## Material supplied

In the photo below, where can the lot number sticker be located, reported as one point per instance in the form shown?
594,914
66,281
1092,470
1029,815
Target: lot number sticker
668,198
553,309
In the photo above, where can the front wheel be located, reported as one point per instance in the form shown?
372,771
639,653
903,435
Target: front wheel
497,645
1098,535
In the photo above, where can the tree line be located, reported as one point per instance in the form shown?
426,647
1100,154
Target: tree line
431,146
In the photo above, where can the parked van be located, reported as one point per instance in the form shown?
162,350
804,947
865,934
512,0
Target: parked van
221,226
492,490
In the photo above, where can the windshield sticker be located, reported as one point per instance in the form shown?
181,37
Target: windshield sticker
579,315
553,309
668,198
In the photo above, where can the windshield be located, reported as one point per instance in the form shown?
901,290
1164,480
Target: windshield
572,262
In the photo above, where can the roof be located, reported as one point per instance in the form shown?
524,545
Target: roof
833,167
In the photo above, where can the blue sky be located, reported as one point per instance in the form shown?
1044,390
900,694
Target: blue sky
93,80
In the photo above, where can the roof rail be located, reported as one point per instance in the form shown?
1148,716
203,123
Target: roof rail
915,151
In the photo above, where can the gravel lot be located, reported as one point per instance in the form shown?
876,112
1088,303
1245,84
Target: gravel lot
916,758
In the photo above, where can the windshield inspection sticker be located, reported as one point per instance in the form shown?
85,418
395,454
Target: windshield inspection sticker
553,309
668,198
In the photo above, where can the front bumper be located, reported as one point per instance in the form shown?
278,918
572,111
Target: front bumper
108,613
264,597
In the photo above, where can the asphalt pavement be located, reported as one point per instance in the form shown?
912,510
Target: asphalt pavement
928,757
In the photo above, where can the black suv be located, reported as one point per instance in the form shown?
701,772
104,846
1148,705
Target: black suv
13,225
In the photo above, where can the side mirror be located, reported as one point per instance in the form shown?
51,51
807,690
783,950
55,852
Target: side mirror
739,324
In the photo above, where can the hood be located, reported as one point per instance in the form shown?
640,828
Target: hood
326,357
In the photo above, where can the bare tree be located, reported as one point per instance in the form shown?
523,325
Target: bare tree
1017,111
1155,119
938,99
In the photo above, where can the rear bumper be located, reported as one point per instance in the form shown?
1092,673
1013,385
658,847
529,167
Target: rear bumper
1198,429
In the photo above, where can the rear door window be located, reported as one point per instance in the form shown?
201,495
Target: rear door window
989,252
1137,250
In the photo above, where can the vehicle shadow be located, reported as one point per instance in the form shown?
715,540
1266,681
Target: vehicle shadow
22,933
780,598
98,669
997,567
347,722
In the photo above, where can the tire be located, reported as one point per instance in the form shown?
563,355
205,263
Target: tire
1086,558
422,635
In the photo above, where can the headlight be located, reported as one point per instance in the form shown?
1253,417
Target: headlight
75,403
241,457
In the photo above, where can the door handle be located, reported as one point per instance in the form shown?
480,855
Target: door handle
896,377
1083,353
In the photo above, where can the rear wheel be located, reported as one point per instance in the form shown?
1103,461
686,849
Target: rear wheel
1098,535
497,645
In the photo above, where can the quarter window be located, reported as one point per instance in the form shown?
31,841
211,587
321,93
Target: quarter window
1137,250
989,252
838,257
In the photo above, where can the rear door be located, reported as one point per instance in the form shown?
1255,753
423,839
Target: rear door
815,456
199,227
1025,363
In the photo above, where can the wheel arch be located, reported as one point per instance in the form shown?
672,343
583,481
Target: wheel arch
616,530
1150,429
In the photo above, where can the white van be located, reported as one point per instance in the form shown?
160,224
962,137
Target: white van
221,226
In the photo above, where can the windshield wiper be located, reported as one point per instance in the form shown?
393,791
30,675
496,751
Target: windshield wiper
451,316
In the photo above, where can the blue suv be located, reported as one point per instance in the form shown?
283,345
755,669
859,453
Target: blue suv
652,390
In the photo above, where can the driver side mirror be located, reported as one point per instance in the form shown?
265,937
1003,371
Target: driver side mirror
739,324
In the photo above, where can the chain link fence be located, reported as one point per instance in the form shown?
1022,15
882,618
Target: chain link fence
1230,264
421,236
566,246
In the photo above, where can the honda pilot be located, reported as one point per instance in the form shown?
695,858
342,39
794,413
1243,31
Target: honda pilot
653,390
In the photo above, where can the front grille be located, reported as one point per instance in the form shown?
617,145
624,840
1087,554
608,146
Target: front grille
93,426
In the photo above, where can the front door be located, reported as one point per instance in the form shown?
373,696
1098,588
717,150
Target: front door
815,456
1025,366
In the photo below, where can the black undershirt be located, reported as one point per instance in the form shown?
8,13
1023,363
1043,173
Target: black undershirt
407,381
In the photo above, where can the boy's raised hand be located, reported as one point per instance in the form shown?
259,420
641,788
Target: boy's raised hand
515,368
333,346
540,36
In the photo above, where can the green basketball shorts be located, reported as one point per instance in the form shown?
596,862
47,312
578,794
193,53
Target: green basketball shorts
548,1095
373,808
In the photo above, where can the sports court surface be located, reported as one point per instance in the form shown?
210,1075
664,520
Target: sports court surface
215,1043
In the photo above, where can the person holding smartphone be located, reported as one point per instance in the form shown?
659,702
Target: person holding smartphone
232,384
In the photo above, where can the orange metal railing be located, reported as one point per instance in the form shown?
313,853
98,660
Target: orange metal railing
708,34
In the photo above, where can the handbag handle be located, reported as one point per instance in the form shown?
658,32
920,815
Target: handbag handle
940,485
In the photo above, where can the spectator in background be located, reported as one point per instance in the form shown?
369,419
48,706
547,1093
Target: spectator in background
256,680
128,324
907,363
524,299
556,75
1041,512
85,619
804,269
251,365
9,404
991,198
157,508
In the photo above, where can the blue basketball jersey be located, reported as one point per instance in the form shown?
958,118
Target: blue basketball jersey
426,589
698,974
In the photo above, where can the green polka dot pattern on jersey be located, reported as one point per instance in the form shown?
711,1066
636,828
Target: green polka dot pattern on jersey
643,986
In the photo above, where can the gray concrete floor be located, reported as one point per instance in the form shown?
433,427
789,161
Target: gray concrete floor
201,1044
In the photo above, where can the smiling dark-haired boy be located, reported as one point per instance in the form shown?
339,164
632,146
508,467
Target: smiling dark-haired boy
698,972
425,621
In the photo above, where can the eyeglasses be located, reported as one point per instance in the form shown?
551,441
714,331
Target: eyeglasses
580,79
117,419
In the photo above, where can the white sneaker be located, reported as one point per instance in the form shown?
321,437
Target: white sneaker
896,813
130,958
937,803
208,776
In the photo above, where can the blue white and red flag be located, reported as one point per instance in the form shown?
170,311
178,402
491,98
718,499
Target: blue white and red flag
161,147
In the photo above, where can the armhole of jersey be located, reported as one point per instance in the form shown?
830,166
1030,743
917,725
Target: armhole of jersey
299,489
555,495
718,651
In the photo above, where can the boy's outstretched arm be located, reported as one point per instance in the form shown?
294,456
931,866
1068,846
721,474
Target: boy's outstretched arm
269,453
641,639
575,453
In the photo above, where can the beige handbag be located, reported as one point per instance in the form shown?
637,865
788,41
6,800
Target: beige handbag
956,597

## Task
Give the material above again, word for word.

## Result
In the photo below, where can the lot number sticker be located, reported as one point per instance in the form shown?
594,914
66,281
1092,470
1029,815
Target: lot number sticker
668,198
553,309
In the photo above, where can the front wheel be located, reported as one point per instance in the form shown?
372,771
639,653
903,435
Target: front wheel
497,645
1098,535
In the photo above, where can the tree line be located, reported as one point per instance in the form shown?
426,647
1100,154
Target: tree line
431,146
In the photo above, where can the parked van be located, reported as one point per instance in the form shown?
162,350
804,947
865,934
512,0
Target: parked van
221,226
492,490
In the photo above, where can the windshield sticker be located, reported as one point per instance in the form shown?
181,37
Target: windshield sticker
579,315
553,309
668,198
In the photo above, where can the windshield be located, reported as one point per instance in the form shown?
901,290
1164,480
Target: windshield
572,262
In the photo above, where can the roof be located, reported as one point per instance in the form shown?
524,545
Target: roof
833,167
In the photo above, where can the blue sky be located, reported as one point per instance in the form shown?
1044,390
900,694
Target: blue sky
93,80
In the photo above, where can the roof rail be located, reported as one point per instance in the form shown?
1148,716
203,123
Target: roof rail
915,151
In the photo above, where can the gravel lot be located, reported as one point per instance in the form shown?
876,112
1088,303
1245,84
Target: gravel lot
916,758
In the photo above, where can the windshield inspection sticker be located, reported as one point per instance in the form shown?
85,418
395,454
Target: windshield inspection sticker
553,309
668,198
In the photo above, where can the front bumper be located, reported as one point per instance in the form shown?
278,918
572,111
Target: front bumper
108,613
264,597
In the photo above, where can the asphalt pavement be located, reported as one point per instance in the form shown?
912,510
Target: asphalt pavement
928,757
In the photo above, where can the black suv be located, reported as one point per instance in the form shown?
701,772
104,846
1148,705
Target: black suv
13,225
In the photo above, where can the side mirror be located, reported as one point per instance in the form shown?
51,51
807,690
783,950
55,852
Target: side mirror
739,324
In the photo above, where can the hood be located, reported as one point per instance in the form shown?
640,828
Target: hood
326,357
In the photo above, where can the bare tree be located, reported as one point per instance in the form shown?
523,325
Target: bare tree
1017,111
1155,119
938,99
In the photo above, where can the rear bumper be located, reported as one point per instance in the form shown?
1092,673
1013,385
658,847
529,167
Target: rear bumper
1198,429
In the photo above, where can the rear door window be located, reported as one point per instance in the form shown?
201,495
Target: rear door window
989,252
1137,250
In the photo above, where can the vehicle shadow be located, reported as one point per instance in the form shown?
715,540
1266,681
Target: vehicle shadow
22,933
780,598
98,669
997,567
347,722
In the photo above, where can the tire be located, reported as one point per instance in the form shown?
563,355
205,263
Target: tire
1086,558
422,635
In the photo above, where can the headlight be located, reported as one point per instance in the form shown?
1253,417
Target: headlight
75,403
241,457
In the photo above, where can the door handle be located, reported as one point per instance in the form shown?
480,855
Target: door handle
896,377
1083,353
In the photo above, where can the rear wheel be located, reported as one point per instance in the form shown?
1103,461
686,849
Target: rear wheel
1098,535
497,645
In the photo above, where can the quarter window be located, reported as one point per instance in the form shown?
31,841
211,587
321,93
Target: quarter window
1137,250
989,252
838,257
In the photo above, where can the rear door be located, reported as one point per instance in the form shown?
1255,753
423,839
Target: rear door
815,456
199,227
1025,363
In the photo above, where can the wheel arch be located, reported as one point per instance in the form shown?
672,343
583,481
Target: wheel arch
616,530
1150,429
In the photo above, where can the white van be located, reported as one point per instance in the form shown?
160,224
962,137
Target: white van
221,226
In the photo above, where can the windshield wiper be located, reported as one point per instance in the form shown?
393,791
30,675
496,751
Target: windshield wiper
451,316
In the photo above, where can the blue suv be located, reported as one point per instance in the form shown?
283,345
755,669
859,453
Target: blue suv
652,390
In the photo above, where can the driver side mirror be located, reported as one point per instance in the form shown?
265,937
1003,371
Target: driver side mirror
739,324
In the photo above, where can the chain link fence be located, reported as one point per instance in the form shown?
1022,15
882,618
Target: chain link fence
1230,264
421,236
566,246
In the photo above, where can the honda pilot be located, reported as one point per instance in the form shown?
695,858
342,39
794,413
1243,31
Target: honda pilot
653,390
In the photo above, where can the front grille be located, reported as one point per instance in the form shown?
617,145
624,840
1087,554
608,146
Target: front grille
93,426
In the photo above, where can the front door be located, reported as one point per instance in the form shown?
373,696
1098,588
717,150
Target: front door
815,456
1025,366
In the photo below, where can the black undershirt be located, reported as one point per instance in the form shown?
8,13
1023,363
1043,173
Target: black undershirt
407,381
In the photo above, where can the boy's raised hand be located, reported as one point per instance in the form shown?
259,420
641,788
Target: boy's raised hand
515,368
333,346
540,36
In the photo above, where can the green basketball shorts be located, reported as one point per instance in the form shown?
596,862
47,312
578,794
193,53
Target: green basketball shorts
548,1095
373,808
In the photo above, where can the sports court surface be located, reported as one point per instance in the form shown?
210,1075
664,520
Target: sports court surface
215,1043
In the photo above, where can the person holding smartphone be located, reported as one point per instance in the form shown?
659,702
Target: person holding smartphone
232,384
In the photo above, where can the orange metal railing be located, reported as one point per instance in the form shown?
313,853
98,660
Target: orange metal railing
708,34
In the photo above, where can the handbag handle be located, reported as one point per instance in the form shown?
658,32
920,815
Target: handbag handle
940,485
In the photo above, where can the spectator in background be located, reported as one point per instance in the form shown?
369,419
48,706
547,1093
Target: spectator in background
256,680
128,324
907,363
524,299
556,75
1041,512
85,619
804,269
251,365
9,404
991,198
157,508
In the photo above, where can the blue basketball jersey be located, reported as one point per instance in the form shown?
958,118
Target: blue basketball jersey
426,589
698,974
In the photo above, where can the green polka dot pattern on jersey be located, reported as one point per instance in the form shown?
711,1066
636,828
Target: green polka dot pattern on jersey
643,986
In the photo above, where can the gray concrete floor be located, reported as one point per instance in the form shown?
433,427
789,161
Target: gray concrete floor
201,1044
In the photo above, where can the smiling dark-haired boy be located, reported as one point per instance in the form shown?
339,164
632,146
508,467
Target: smiling dark-haired boy
698,972
425,621
In the photo above, where can the eyeglasses be located, reported as one point per instance in the form shown?
551,441
714,331
Target: eyeglasses
580,79
117,419
In the photo above, where can the white sneaker be located, reported as one point per instance in the form shown?
321,437
Target: white sneaker
896,813
130,958
937,803
208,776
In the photo above, where can the blue white and red flag be located, reported as one point per instance in the form shown?
170,311
178,402
491,98
718,499
Target: blue white and red flag
161,147
In the photo above, where can the armhole of jersey be located, reported as one point per instance in the form shown?
830,166
1030,743
917,725
Target: armhole of jersey
299,489
555,495
718,651
In the photo above, where can the boy's outstretched arm be located, reported as one point per instance in the form shown?
294,456
931,866
1068,846
721,474
Target: boy's outstretched arm
269,453
641,639
575,453
In the photo above, where can the beige handbag be located, reported as one point per instance in the form shown?
637,865
788,41
6,800
Target: beige handbag
956,597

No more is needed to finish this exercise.